# start of Record list

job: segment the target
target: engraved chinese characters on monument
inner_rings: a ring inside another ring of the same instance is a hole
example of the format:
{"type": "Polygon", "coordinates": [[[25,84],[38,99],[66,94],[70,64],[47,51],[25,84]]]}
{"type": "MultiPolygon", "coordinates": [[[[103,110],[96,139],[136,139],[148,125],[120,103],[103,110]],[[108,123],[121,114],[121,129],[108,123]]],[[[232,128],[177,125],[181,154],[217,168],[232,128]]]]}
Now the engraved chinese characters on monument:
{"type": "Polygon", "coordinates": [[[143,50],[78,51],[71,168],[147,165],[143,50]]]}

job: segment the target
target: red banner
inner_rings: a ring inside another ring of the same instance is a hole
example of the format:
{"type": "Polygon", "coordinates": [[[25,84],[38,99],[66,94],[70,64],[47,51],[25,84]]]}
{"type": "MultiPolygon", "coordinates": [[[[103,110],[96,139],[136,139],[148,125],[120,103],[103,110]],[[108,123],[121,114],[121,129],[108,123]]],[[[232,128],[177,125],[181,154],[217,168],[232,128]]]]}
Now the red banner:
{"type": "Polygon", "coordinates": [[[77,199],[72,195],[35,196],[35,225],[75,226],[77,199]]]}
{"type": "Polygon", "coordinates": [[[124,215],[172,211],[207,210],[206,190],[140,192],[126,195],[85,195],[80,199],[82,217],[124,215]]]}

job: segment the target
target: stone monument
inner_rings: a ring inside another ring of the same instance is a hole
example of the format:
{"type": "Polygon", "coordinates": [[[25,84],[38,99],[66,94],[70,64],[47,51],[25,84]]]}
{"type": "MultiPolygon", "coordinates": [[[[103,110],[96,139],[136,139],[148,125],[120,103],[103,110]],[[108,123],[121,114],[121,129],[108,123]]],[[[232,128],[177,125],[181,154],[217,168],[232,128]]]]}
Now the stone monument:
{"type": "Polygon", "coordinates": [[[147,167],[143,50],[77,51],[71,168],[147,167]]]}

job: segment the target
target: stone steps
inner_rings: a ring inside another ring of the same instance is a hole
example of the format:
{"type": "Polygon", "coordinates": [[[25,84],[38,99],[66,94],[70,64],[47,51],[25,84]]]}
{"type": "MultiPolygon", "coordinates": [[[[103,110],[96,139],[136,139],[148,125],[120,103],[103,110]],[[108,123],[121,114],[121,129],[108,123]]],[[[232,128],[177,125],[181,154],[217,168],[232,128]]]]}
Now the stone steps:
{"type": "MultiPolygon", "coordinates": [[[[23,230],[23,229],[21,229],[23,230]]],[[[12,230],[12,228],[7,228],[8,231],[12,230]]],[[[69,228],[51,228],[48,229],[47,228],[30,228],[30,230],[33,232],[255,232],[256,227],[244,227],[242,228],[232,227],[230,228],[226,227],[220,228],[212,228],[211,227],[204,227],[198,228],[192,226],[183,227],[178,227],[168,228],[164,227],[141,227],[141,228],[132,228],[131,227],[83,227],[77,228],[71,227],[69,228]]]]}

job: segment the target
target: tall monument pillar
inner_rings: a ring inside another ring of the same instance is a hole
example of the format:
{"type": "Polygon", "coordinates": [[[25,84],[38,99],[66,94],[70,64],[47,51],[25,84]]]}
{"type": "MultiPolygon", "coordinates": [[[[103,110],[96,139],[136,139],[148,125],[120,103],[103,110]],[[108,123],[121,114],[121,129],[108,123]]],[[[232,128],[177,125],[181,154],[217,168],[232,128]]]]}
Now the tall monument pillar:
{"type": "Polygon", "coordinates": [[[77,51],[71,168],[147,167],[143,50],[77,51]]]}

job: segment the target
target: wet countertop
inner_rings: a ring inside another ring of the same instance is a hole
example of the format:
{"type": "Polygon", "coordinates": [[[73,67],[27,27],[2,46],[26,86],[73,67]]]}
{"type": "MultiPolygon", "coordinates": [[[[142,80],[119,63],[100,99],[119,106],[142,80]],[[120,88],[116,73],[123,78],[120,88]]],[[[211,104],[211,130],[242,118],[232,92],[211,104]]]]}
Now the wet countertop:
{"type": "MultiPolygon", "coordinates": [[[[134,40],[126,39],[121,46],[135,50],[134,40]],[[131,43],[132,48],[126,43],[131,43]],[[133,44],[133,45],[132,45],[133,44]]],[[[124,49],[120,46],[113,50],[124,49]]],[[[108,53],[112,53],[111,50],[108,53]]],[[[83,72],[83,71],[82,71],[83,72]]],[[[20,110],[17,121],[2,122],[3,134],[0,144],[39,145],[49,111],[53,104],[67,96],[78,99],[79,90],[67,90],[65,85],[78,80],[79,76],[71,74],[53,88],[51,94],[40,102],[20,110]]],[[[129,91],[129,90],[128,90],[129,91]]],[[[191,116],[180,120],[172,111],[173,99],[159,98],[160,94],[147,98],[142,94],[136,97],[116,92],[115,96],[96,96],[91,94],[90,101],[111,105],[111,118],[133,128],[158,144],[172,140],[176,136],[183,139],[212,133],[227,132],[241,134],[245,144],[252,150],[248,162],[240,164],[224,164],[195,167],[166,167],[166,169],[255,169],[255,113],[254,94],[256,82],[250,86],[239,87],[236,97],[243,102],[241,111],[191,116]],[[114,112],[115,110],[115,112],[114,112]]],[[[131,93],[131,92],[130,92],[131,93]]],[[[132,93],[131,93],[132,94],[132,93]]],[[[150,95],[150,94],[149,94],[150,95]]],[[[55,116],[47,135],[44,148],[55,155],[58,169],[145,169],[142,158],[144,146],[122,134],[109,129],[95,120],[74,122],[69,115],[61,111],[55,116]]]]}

# end of Record list

Problem to work on
Extract all the entries word for word.

Output of the task
job: segment the target
target: engraved chinese characters on monument
inner_rings: a ring inside another ring of the same instance is a hole
example of the format:
{"type": "Polygon", "coordinates": [[[25,84],[38,99],[66,94],[70,64],[47,51],[25,84]]]}
{"type": "MultiPolygon", "coordinates": [[[[103,110],[96,139],[136,139],[148,125],[120,103],[103,110]],[[108,123],[121,114],[121,129],[108,123]]],[[[232,128],[177,125],[181,154],[217,168],[232,128]]]]}
Now the engraved chinese characters on monument:
{"type": "Polygon", "coordinates": [[[143,50],[78,51],[71,168],[147,165],[143,50]]]}

job: segment the target
target: red banner
inner_rings: a ring inside another ring of the same instance is a hole
example of the format:
{"type": "Polygon", "coordinates": [[[25,84],[38,99],[66,94],[70,64],[47,51],[25,84]]]}
{"type": "MultiPolygon", "coordinates": [[[[103,110],[96,139],[136,139],[148,125],[120,103],[103,110]],[[108,123],[121,114],[121,129],[108,123]]],[[[232,128],[177,125],[181,154],[217,168],[232,128]]]]}
Now the red banner:
{"type": "Polygon", "coordinates": [[[77,199],[72,195],[35,196],[35,225],[75,226],[77,199]]]}
{"type": "Polygon", "coordinates": [[[124,215],[172,211],[207,210],[206,190],[140,192],[126,195],[85,195],[80,199],[82,217],[124,215]]]}

job: segment the target
target: stone monument
inner_rings: a ring inside another ring of the same instance is a hole
example of the format:
{"type": "Polygon", "coordinates": [[[25,84],[38,99],[66,94],[70,64],[47,51],[25,84]]]}
{"type": "MultiPolygon", "coordinates": [[[[103,110],[96,139],[136,139],[148,125],[120,103],[103,110]],[[108,123],[121,114],[121,129],[108,123]]],[[[232,128],[177,125],[181,154],[217,168],[232,128]]]]}
Now the stone monument:
{"type": "Polygon", "coordinates": [[[147,167],[143,50],[77,51],[71,168],[147,167]]]}

job: segment the target
target: stone steps
inner_rings: a ring inside another ring of the same instance is a hole
example of the format:
{"type": "Polygon", "coordinates": [[[25,84],[38,99],[66,94],[70,64],[47,51],[25,84]]]}
{"type": "MultiPolygon", "coordinates": [[[[103,110],[96,139],[136,139],[148,125],[120,103],[103,110]],[[108,123],[121,114],[121,129],[108,123]]],[[[232,128],[177,125],[181,154],[217,168],[232,128]]]]}
Now the stone steps:
{"type": "MultiPolygon", "coordinates": [[[[23,230],[23,229],[21,229],[23,230]]],[[[12,230],[12,228],[7,228],[8,231],[12,230]]],[[[69,228],[51,228],[48,229],[47,228],[30,228],[30,230],[33,232],[255,232],[256,227],[244,227],[242,228],[232,227],[230,228],[226,227],[220,228],[212,228],[211,227],[204,227],[198,228],[192,226],[183,227],[178,227],[168,228],[164,227],[141,227],[141,228],[132,228],[131,227],[83,227],[77,228],[71,227],[69,228]]]]}

job: segment the target
target: tall monument pillar
inner_rings: a ring inside another ring of the same instance is a hole
example of the format:
{"type": "Polygon", "coordinates": [[[25,84],[38,99],[66,94],[70,64],[47,51],[25,84]]]}
{"type": "MultiPolygon", "coordinates": [[[[103,110],[96,139],[136,139],[148,125],[120,103],[103,110]],[[108,123],[121,114],[121,129],[108,123]]],[[[232,128],[177,125],[181,154],[217,168],[232,128]]]]}
Now the tall monument pillar:
{"type": "Polygon", "coordinates": [[[77,51],[71,168],[147,167],[143,50],[77,51]]]}

job: segment the target
target: wet countertop
inner_rings: a ring inside another ring of the same instance is a hole
example of the format:
{"type": "Polygon", "coordinates": [[[73,67],[27,27],[2,46],[26,86],[73,67]]]}
{"type": "MultiPolygon", "coordinates": [[[[142,80],[119,63],[100,99],[119,106],[142,80]],[[120,88],[116,73],[123,78],[120,88]]],[[[211,104],[211,130],[242,118],[232,92],[211,104]]]]}
Now the wet countertop:
{"type": "MultiPolygon", "coordinates": [[[[134,40],[126,39],[121,46],[135,50],[134,40]],[[131,43],[132,48],[126,43],[131,43]],[[133,44],[133,45],[132,45],[133,44]]],[[[124,49],[120,46],[113,50],[124,49]]],[[[108,53],[112,53],[111,50],[108,53]]],[[[83,72],[83,71],[82,71],[83,72]]],[[[20,110],[17,121],[2,122],[3,134],[0,144],[39,145],[49,111],[53,104],[67,96],[78,99],[79,90],[67,90],[65,85],[78,80],[79,76],[71,74],[53,88],[51,94],[40,102],[20,110]]],[[[129,91],[129,90],[128,90],[129,91]]],[[[191,116],[180,120],[172,111],[173,99],[159,98],[160,94],[147,98],[142,94],[136,97],[116,92],[115,96],[96,96],[91,94],[90,101],[111,105],[111,118],[133,128],[158,144],[172,140],[176,136],[183,139],[212,133],[227,132],[241,134],[245,144],[252,150],[248,162],[240,164],[224,164],[195,167],[166,167],[166,169],[255,169],[255,113],[254,94],[256,82],[250,86],[239,87],[236,97],[243,102],[241,111],[191,116]],[[114,112],[115,110],[115,112],[114,112]]],[[[131,93],[131,92],[130,92],[131,93]]],[[[132,93],[131,93],[132,94],[132,93]]],[[[150,95],[150,94],[149,94],[150,95]]],[[[55,116],[47,135],[44,148],[55,155],[58,169],[145,169],[142,158],[144,146],[122,134],[109,129],[95,120],[74,122],[69,115],[61,111],[55,116]]]]}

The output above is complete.